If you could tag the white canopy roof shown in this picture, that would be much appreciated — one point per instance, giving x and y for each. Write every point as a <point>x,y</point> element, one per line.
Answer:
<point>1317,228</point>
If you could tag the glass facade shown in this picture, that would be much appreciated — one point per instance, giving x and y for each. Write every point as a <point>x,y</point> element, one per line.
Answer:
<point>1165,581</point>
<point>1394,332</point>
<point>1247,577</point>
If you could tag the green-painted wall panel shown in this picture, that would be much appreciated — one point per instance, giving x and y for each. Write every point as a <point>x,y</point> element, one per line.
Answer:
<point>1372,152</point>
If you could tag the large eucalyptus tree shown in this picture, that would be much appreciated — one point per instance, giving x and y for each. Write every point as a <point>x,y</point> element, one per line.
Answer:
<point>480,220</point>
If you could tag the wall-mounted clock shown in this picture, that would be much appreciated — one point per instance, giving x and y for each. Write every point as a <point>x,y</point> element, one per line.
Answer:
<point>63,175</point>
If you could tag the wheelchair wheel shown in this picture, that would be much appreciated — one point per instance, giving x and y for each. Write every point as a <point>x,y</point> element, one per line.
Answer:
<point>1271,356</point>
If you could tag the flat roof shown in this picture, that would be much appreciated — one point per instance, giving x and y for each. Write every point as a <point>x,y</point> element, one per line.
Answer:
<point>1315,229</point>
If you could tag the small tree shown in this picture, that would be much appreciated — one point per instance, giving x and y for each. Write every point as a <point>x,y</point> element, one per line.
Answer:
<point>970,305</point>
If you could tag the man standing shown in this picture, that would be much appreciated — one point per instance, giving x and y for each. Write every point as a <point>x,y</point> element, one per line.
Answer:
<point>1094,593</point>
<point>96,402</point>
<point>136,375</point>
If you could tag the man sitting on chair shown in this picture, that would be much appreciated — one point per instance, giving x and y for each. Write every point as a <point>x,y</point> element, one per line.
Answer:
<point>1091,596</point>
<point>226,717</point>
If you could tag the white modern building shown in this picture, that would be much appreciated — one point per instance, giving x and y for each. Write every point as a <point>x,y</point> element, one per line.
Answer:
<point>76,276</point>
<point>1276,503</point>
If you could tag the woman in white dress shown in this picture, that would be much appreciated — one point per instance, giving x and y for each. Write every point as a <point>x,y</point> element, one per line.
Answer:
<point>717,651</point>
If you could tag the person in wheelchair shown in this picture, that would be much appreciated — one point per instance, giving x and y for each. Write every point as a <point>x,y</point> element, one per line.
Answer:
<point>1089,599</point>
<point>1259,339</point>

• [THE REQUEST]:
Render the lines from the start of the items through the line containing "<point>1372,152</point>" as a JSON list of strings, one string per line, leaving out blank lines.

• [FINISHED TASK]:
[
  "If you could tag the white canopy roof shown in this picture, that would be much appreciated — one point per instance, giving x and y for each. Write every point as a <point>x,y</point> element, one per line.",
  "Answer:",
  "<point>1317,228</point>",
  "If you could tag the glass facade shown in this picture, that would be much appreciated — one point per instance, giving x and y for each. Write every point as a <point>x,y</point> element, one per line.",
  "Answer:",
  "<point>1165,581</point>",
  "<point>1394,332</point>",
  "<point>1247,577</point>",
  "If you could tag the green-painted wall panel shown in this picture, that would be much appreciated — one point per instance, giving x and y for each. Write every point as a <point>x,y</point> element, one per line.",
  "Answer:",
  "<point>1372,152</point>"
]